-- Start LISTING --

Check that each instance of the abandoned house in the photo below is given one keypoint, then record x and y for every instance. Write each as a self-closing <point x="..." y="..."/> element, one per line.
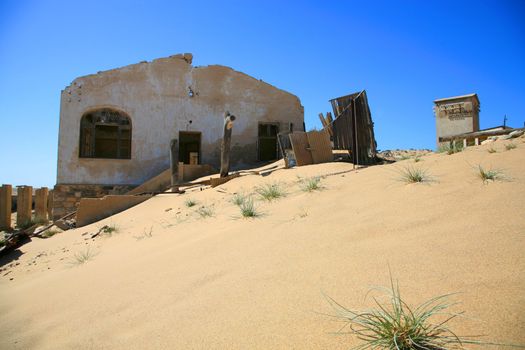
<point x="457" y="121"/>
<point x="116" y="126"/>
<point x="456" y="115"/>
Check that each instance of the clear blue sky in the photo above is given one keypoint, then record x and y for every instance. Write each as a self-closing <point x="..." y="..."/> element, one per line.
<point x="404" y="53"/>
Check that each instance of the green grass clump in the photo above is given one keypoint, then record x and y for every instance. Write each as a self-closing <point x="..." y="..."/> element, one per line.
<point x="26" y="224"/>
<point x="190" y="202"/>
<point x="238" y="199"/>
<point x="110" y="229"/>
<point x="83" y="257"/>
<point x="510" y="146"/>
<point x="270" y="192"/>
<point x="311" y="184"/>
<point x="50" y="233"/>
<point x="451" y="148"/>
<point x="414" y="175"/>
<point x="489" y="175"/>
<point x="248" y="209"/>
<point x="397" y="326"/>
<point x="205" y="212"/>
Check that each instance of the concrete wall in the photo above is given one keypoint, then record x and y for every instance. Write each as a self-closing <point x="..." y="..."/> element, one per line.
<point x="94" y="209"/>
<point x="456" y="115"/>
<point x="155" y="95"/>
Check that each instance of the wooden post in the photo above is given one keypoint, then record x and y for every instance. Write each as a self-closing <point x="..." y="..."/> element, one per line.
<point x="226" y="142"/>
<point x="41" y="204"/>
<point x="50" y="205"/>
<point x="174" y="162"/>
<point x="6" y="192"/>
<point x="180" y="172"/>
<point x="24" y="204"/>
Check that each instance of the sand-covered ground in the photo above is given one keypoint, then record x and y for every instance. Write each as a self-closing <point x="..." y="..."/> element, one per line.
<point x="171" y="279"/>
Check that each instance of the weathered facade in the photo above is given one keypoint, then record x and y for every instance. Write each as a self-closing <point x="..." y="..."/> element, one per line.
<point x="456" y="115"/>
<point x="116" y="126"/>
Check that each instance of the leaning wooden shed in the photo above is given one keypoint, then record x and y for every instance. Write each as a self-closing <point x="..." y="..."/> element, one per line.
<point x="353" y="129"/>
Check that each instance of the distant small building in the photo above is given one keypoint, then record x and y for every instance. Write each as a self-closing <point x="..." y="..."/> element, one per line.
<point x="456" y="115"/>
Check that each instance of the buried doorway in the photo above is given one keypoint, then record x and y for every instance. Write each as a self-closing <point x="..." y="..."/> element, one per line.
<point x="267" y="141"/>
<point x="189" y="147"/>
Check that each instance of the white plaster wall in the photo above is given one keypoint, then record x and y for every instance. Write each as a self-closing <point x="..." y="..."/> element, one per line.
<point x="155" y="96"/>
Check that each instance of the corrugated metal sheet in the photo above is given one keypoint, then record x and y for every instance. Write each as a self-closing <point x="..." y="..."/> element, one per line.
<point x="320" y="146"/>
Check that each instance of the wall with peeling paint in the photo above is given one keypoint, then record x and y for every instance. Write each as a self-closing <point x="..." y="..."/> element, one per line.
<point x="155" y="95"/>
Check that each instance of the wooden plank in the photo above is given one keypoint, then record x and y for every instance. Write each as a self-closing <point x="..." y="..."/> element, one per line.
<point x="300" y="146"/>
<point x="329" y="122"/>
<point x="323" y="121"/>
<point x="222" y="180"/>
<point x="320" y="146"/>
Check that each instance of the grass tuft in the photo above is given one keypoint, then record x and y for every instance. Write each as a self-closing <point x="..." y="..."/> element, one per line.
<point x="270" y="192"/>
<point x="311" y="184"/>
<point x="489" y="175"/>
<point x="110" y="229"/>
<point x="83" y="257"/>
<point x="510" y="146"/>
<point x="248" y="208"/>
<point x="238" y="199"/>
<point x="190" y="202"/>
<point x="205" y="212"/>
<point x="395" y="325"/>
<point x="50" y="233"/>
<point x="451" y="148"/>
<point x="414" y="175"/>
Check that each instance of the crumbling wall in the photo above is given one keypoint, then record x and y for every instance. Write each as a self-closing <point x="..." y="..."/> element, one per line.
<point x="163" y="97"/>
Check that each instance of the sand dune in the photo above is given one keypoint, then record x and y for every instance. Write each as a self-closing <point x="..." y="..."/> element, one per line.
<point x="224" y="282"/>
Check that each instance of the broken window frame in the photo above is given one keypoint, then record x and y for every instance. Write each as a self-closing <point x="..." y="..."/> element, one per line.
<point x="105" y="117"/>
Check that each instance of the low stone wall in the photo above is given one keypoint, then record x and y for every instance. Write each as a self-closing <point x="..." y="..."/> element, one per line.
<point x="66" y="198"/>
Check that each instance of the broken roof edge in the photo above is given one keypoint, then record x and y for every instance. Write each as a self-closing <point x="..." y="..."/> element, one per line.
<point x="188" y="57"/>
<point x="457" y="98"/>
<point x="349" y="95"/>
<point x="250" y="77"/>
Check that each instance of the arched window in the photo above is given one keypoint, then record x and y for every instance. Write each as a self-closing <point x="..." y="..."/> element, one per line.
<point x="105" y="133"/>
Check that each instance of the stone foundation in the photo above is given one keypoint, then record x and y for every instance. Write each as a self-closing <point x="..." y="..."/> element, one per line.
<point x="66" y="198"/>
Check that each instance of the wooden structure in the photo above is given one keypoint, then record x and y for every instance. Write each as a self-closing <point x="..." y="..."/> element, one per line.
<point x="352" y="129"/>
<point x="303" y="148"/>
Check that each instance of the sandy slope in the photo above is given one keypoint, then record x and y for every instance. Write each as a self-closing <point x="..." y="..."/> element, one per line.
<point x="230" y="283"/>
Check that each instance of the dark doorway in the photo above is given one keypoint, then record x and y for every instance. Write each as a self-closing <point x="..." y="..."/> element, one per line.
<point x="190" y="147"/>
<point x="268" y="141"/>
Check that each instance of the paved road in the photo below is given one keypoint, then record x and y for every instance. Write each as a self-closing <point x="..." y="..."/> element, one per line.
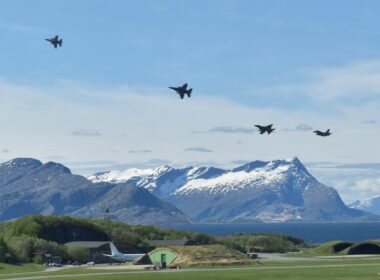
<point x="277" y="257"/>
<point x="192" y="270"/>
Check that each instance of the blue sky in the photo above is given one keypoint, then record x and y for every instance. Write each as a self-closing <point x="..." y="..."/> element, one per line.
<point x="102" y="99"/>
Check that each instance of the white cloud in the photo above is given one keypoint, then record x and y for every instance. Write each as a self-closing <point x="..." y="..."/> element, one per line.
<point x="85" y="132"/>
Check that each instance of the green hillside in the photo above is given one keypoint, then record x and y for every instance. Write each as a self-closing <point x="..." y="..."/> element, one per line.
<point x="22" y="238"/>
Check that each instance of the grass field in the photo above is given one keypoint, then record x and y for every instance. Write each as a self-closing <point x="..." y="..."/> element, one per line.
<point x="321" y="269"/>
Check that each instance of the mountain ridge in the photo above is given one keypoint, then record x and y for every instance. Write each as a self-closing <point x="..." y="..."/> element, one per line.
<point x="27" y="186"/>
<point x="278" y="190"/>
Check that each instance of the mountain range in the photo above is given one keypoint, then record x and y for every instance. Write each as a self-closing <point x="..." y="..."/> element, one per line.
<point x="275" y="191"/>
<point x="371" y="205"/>
<point x="29" y="187"/>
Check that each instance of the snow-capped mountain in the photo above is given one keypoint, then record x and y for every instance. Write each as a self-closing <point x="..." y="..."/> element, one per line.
<point x="280" y="190"/>
<point x="27" y="186"/>
<point x="369" y="205"/>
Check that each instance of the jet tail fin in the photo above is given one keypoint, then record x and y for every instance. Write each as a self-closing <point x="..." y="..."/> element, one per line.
<point x="114" y="250"/>
<point x="189" y="92"/>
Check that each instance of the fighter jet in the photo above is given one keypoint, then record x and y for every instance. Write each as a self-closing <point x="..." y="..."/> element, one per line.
<point x="55" y="41"/>
<point x="268" y="129"/>
<point x="182" y="91"/>
<point x="323" y="134"/>
<point x="116" y="255"/>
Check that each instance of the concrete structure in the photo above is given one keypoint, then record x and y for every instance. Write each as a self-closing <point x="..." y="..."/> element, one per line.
<point x="96" y="248"/>
<point x="164" y="243"/>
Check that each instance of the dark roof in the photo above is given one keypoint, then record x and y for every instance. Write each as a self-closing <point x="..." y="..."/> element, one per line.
<point x="87" y="244"/>
<point x="181" y="242"/>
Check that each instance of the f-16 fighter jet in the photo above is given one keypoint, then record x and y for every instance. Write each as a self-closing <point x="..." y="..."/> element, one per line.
<point x="323" y="134"/>
<point x="182" y="91"/>
<point x="55" y="41"/>
<point x="268" y="129"/>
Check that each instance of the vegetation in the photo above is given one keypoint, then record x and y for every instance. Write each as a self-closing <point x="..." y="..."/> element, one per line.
<point x="208" y="256"/>
<point x="259" y="242"/>
<point x="347" y="269"/>
<point x="24" y="239"/>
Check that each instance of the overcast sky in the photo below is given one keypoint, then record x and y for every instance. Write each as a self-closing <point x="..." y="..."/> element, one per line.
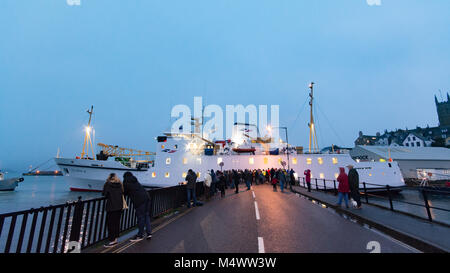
<point x="375" y="67"/>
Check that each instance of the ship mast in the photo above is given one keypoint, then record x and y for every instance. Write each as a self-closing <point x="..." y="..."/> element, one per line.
<point x="87" y="137"/>
<point x="313" y="147"/>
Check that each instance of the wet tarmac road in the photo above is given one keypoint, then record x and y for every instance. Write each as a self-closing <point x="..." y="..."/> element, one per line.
<point x="261" y="220"/>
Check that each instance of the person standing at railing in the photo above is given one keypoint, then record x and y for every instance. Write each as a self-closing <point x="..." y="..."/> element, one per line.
<point x="191" y="179"/>
<point x="113" y="191"/>
<point x="307" y="174"/>
<point x="282" y="179"/>
<point x="353" y="182"/>
<point x="343" y="188"/>
<point x="141" y="202"/>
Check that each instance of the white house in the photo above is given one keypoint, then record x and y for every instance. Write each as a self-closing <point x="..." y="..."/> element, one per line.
<point x="413" y="140"/>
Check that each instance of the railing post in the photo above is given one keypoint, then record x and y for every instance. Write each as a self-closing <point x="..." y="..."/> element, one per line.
<point x="76" y="221"/>
<point x="365" y="193"/>
<point x="388" y="188"/>
<point x="427" y="205"/>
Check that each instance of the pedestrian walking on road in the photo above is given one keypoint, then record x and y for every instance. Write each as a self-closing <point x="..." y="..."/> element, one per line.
<point x="113" y="191"/>
<point x="208" y="180"/>
<point x="221" y="184"/>
<point x="191" y="179"/>
<point x="236" y="179"/>
<point x="274" y="182"/>
<point x="343" y="188"/>
<point x="141" y="201"/>
<point x="282" y="179"/>
<point x="353" y="182"/>
<point x="307" y="174"/>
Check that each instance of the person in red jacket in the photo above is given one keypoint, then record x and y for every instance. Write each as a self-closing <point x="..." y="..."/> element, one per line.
<point x="343" y="188"/>
<point x="307" y="174"/>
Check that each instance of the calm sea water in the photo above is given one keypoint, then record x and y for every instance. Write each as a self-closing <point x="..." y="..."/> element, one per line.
<point x="40" y="191"/>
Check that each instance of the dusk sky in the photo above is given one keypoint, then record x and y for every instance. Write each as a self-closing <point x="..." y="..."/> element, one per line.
<point x="375" y="67"/>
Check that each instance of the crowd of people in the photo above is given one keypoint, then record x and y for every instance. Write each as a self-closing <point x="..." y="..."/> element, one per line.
<point x="214" y="181"/>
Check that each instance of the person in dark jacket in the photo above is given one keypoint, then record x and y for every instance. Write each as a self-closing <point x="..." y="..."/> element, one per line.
<point x="191" y="179"/>
<point x="113" y="191"/>
<point x="353" y="182"/>
<point x="236" y="179"/>
<point x="141" y="202"/>
<point x="248" y="178"/>
<point x="307" y="174"/>
<point x="221" y="183"/>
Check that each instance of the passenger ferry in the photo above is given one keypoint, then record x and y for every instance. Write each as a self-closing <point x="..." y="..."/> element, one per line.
<point x="178" y="152"/>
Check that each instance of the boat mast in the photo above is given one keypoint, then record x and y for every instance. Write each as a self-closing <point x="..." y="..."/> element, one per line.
<point x="312" y="130"/>
<point x="87" y="137"/>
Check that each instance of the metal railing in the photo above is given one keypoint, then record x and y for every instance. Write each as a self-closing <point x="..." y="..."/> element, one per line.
<point x="321" y="185"/>
<point x="50" y="229"/>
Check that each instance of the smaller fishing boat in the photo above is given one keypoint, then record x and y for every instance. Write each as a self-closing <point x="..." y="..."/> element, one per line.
<point x="9" y="184"/>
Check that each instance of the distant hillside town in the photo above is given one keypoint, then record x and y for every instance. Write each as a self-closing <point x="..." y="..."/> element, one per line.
<point x="419" y="137"/>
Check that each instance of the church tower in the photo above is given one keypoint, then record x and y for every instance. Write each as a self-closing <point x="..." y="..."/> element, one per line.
<point x="443" y="109"/>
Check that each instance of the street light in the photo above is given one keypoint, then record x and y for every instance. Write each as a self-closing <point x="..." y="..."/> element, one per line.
<point x="269" y="128"/>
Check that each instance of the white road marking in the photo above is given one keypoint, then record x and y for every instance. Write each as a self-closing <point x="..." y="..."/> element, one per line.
<point x="261" y="245"/>
<point x="257" y="211"/>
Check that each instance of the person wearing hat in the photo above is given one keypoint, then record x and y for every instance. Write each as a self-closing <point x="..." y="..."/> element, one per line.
<point x="353" y="181"/>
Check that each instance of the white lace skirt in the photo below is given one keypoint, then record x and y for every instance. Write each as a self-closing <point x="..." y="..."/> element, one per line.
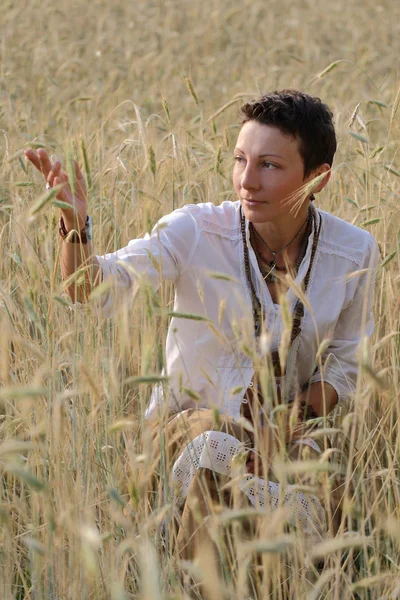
<point x="215" y="451"/>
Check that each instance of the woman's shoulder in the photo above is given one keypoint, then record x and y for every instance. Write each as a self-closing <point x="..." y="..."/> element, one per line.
<point x="347" y="240"/>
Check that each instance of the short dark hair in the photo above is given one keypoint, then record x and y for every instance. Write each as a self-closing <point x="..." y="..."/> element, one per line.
<point x="304" y="117"/>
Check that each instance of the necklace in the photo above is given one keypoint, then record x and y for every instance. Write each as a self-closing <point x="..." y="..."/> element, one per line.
<point x="272" y="264"/>
<point x="298" y="312"/>
<point x="267" y="268"/>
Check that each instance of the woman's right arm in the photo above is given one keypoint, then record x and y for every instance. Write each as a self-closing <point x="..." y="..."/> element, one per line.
<point x="74" y="255"/>
<point x="164" y="254"/>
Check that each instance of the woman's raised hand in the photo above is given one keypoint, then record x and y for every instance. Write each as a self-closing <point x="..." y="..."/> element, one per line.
<point x="75" y="217"/>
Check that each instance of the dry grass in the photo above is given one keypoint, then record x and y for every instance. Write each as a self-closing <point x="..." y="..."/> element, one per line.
<point x="149" y="89"/>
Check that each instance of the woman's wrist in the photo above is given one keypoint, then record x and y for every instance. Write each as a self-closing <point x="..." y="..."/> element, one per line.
<point x="73" y="236"/>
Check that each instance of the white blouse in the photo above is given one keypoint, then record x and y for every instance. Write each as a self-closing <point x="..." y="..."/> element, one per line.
<point x="200" y="249"/>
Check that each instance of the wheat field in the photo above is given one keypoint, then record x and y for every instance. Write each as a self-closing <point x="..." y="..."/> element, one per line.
<point x="145" y="95"/>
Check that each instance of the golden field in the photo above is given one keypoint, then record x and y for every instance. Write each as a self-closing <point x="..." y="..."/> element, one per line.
<point x="145" y="96"/>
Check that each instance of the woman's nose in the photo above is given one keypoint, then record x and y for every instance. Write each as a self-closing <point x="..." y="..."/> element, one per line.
<point x="250" y="179"/>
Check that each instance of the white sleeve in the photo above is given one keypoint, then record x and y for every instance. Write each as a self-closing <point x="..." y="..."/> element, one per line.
<point x="162" y="255"/>
<point x="339" y="361"/>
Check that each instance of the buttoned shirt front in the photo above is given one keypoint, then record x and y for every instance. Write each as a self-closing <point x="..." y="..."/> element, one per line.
<point x="200" y="249"/>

-- End LISTING --

**OBJECTIVE:**
Locate "Check that each instance of the woman's raised" in the data above. Then repeat, exactly, its line and each line after it through the last, adding nothing.

**ANSWER TO THE EXERCISE:**
Check that each instance of the woman's raised hand in the photo above is given one keypoint, then record x and y for every instance. Write each as a self-closing <point x="..." y="..."/> element, one per line.
<point x="75" y="217"/>
Check that each instance of the dry grass in the photo above is given one keypoint, then record x and y for every instance. Write each as a self-closing <point x="..." y="..."/> element, one per line.
<point x="149" y="89"/>
Check that each instance of the woman's wrist in the photo above is given one keypoint, then record x and y for every instance. Write each as a self-closing <point x="..." y="..."/> element, one per line.
<point x="73" y="236"/>
Check that each instance of the white blouse in the photo above is given one keypoint, then record x and y for every instance. Write each as a self-closing <point x="..." y="..."/> element, one per line.
<point x="200" y="249"/>
Check that each instance of the wheat field in the photo above is given one keypoint, then record x and y for every instance. Write each as a self-closing <point x="..." y="..."/> element, one per line.
<point x="145" y="95"/>
Check that each instance of the golden field in the photo above is given one keypoint, then record x and y for every instance. Write each as a self-closing <point x="..." y="..."/> element, one per line.
<point x="145" y="96"/>
Check that each instance of the woman's nose in the photo above is given one keypoint, then record x and y for every instance. Write each as a self-closing <point x="..." y="..."/> element, one per line.
<point x="250" y="179"/>
Check that each instance of the white sleeve in the photo above is given one keypoint, then record x and y for every instance. Write each as a self-closing <point x="..." y="..."/> element, one per line.
<point x="162" y="255"/>
<point x="339" y="361"/>
Check that each instance of the buttoned shirt front in the photo above is given one keypoint, then record x and y for every instance. Write each as a self-closing <point x="..." y="..."/> element, one per line.
<point x="200" y="249"/>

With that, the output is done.